[EXERCISE BRIEF] Reproduce the material in full, exactly as written.

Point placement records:
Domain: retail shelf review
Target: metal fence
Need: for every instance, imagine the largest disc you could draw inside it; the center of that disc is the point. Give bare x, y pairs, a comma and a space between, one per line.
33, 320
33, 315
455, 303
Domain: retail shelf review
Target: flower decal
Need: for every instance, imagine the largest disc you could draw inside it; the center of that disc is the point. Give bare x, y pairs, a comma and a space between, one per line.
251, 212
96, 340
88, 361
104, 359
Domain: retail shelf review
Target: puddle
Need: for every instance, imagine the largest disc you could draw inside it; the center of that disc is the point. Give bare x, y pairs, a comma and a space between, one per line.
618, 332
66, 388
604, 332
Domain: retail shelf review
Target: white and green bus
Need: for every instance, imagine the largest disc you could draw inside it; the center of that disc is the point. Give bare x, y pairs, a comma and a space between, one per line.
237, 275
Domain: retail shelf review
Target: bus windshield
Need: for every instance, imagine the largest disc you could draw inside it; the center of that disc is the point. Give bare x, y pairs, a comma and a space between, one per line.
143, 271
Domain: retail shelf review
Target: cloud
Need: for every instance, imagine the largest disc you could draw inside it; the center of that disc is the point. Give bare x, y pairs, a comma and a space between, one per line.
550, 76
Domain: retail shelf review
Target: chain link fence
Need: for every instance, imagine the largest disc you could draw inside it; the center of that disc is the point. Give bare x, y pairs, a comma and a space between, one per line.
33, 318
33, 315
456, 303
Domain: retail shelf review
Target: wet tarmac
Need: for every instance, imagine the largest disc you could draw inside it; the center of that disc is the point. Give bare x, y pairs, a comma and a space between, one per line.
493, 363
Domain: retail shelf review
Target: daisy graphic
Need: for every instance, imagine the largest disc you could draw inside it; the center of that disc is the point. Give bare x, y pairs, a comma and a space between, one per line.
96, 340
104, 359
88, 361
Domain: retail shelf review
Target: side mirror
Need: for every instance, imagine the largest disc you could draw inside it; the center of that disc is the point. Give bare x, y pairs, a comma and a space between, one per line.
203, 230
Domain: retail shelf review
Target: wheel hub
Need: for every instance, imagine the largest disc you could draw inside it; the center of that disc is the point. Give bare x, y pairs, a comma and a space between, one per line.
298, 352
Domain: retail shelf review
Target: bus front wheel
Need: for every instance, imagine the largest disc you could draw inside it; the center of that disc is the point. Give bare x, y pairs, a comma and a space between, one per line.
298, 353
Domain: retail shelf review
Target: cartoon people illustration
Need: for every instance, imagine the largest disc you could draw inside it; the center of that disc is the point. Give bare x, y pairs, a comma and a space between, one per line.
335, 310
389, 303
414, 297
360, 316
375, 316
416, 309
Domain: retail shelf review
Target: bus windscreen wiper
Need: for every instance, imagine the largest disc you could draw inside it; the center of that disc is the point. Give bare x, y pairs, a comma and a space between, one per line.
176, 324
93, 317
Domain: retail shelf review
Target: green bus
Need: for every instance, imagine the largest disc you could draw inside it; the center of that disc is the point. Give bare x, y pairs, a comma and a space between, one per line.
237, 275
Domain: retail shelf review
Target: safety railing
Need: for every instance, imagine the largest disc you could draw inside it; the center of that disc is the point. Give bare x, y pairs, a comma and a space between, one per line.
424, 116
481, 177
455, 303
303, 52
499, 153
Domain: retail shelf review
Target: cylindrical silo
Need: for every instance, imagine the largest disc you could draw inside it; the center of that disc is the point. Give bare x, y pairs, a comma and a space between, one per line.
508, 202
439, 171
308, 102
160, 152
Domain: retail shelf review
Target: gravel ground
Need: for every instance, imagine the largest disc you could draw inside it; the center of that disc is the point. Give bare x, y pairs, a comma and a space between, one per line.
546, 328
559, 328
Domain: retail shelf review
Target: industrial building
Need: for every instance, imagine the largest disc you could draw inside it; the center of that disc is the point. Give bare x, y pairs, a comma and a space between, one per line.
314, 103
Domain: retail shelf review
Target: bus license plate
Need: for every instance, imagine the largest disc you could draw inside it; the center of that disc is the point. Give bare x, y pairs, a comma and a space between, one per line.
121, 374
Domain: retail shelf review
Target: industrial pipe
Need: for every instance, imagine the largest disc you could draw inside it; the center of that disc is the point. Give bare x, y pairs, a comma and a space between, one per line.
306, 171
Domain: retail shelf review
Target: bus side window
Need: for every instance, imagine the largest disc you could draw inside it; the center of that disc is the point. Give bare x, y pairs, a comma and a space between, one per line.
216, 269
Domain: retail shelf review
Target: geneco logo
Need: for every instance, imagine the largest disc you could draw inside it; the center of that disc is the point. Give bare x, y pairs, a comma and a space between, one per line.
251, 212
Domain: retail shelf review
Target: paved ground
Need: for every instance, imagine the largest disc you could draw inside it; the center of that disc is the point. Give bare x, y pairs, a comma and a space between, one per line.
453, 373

[TASK RESPONSE]
Domain: retail shelf review
Target: metal fence
Need: for every instance, imagine the largest disc you could draw inside it; the center of that disc is the point. Give bare x, y pairs, a comma and a space between, one per line.
33, 320
33, 315
455, 303
Domain: retail shelf review
Target: flower decal
Need: for every instance, imagine the largest disc you could draw inside it; the center of that disc is the point. Give bare x, y pairs, a comma and a space between, one per line.
251, 212
96, 340
88, 361
104, 359
Domain: retail shelf review
Target: puddle
Need: for every instance, imagine the largest disc you could draw inside it; the center of that disc is the point. Give bare x, y pairs, a comma and a space between, one per line.
618, 332
66, 388
604, 332
Domain: retail shelf review
Target: white and green bus
Need: for every instance, imagine the largest disc you could draw inside it; the center of that disc is the point. Give bare x, y pairs, a comma and a space between, one per line.
237, 275
Domain: retail shelf review
Target: bus windshield
Need: for every instance, imagine the largest disc you could draw inside it; the center of that disc is the point. Give bare x, y pairs, a comma and a space between, one per line.
143, 271
Domain: retail shelf review
Target: cloud
Need: for every instance, imagine the largest disc you could draw inside it; the center of that disc is the point. Give bare x, y pairs, a comma and a space between, one per line.
550, 76
Domain: retail shelf review
Target: chain link fence
Need: for every instance, imagine the largest disc you could draw inside it; the center of that disc is the point. Give bare x, y pairs, a comma and a space between, one per line.
33, 318
33, 315
456, 303
Domain: retail shelf review
Target: wet tarmac
Need: for every instance, imagine the largest disc you could draw inside it; the center of that disc is the point. Give bare x, y pairs, a comma and a space between, one per line.
493, 363
Domain: retail shelf review
Target: daisy graphic
Need: for every instance, imagine the largest disc you could draw inside it; the center of that disc is the point. Give bare x, y pairs, a comma and a space between, one per line.
96, 340
104, 359
88, 361
Domain: retail shelf review
Target: side mirror
Need: for every instance, imagine the largest disc you could draw inside it; the center of that disc is the point. Give bare x, y pairs, a comma and a space between, one per line.
203, 230
Domain: retail shelf review
Target: wheel hub
Need: for every instance, imagine the largest disc you could draw inside it; the center of that disc is the point. Give bare x, y pairs, a comma and a space between, one per line.
298, 352
Domain: retail shelf review
Target: bus front wheel
Need: for every instance, imagine the largest disc you could draw inside it; the center of that disc is the point. Give bare x, y pairs, a comma and a space between, one per line.
298, 353
Domain: retail shelf review
Target: cartoon people illustration
Need: for every instance, imagine the largest disc you could draw inside it; the center of that disc is the point. Give bare x, y pairs, a comma and a space between, one per line.
335, 310
389, 303
414, 297
360, 316
375, 316
416, 309
Domain: retail shelf review
Target: bus windscreen wiper
Need: for every instance, imagine the largest disc you could draw inside it; the center of that disc is the point. Give bare x, y pairs, a comma and a space between, one per line.
176, 324
93, 317
Domain: retail shelf review
Target: green bus
Need: for every instance, imagine the largest disc you could draw inside it; the center of that disc is the point. Give bare x, y pairs, a comma and a space between, one per line.
237, 275
Domain: retail shelf review
Target: safety railing
Need: for every instance, imagine the largest disc you could draw inside it; the center of that disc is the point. Give bare x, y pairs, a comma and a space between, one per line.
424, 116
481, 177
455, 303
303, 52
499, 153
Domain: retail shelf review
Target: cylindrical silo
Need: for every instance, imagine the largest disc you could draw inside it; the center of that disc is the point. Give bare x, y pairs, a comma and a space between, one per line.
508, 202
439, 171
308, 102
160, 152
Domain: retail shelf review
Target: gravel ground
Need: for every instance, imagine the largest disc you could draw inside it; the center of that disc is the point. Give bare x, y pairs, a comma and a space between, one per line.
546, 328
559, 328
Domain: retail shelf review
Target: industrial building
Need: for every instance, imagine the largest disc you could draw inside it; the center of that disc is the point. Give bare x, y pairs, a comma and a space between, one per line.
314, 103
Domain: retail shelf review
Target: bus license plate
Need: for every instance, imagine the largest disc you could draw inside it; the center of that disc is the point. Give bare x, y pairs, a comma and a space between, one per line.
121, 374
Domain: retail shelf review
Target: industrial pipe
Need: for every instance, imagine the largest disc you could draw inside it; the center of that disc is the point. Give bare x, y pairs, a comma and a space between, one per line.
306, 171
Domain: retail shelf review
Target: bus side window
Need: for every instance, imagine the largest disc you could draw inside it; the center of that disc is the point. Give bare x, y pairs, a comma and a space between, one per line.
216, 269
Domain: retail shelf review
Target: geneco logo
Need: for every instance, imagine the largest disc you could draw inside it; the center of that disc is the point. Give bare x, y pairs, a comma and a space between, one per line.
251, 212
Domain: retail shelf review
Target: paved ground
Need: for every instance, imagine the largest disc you could draw inside it; the center of that disc is the point. Give bare x, y pairs, a comma and a space between, one per line.
453, 373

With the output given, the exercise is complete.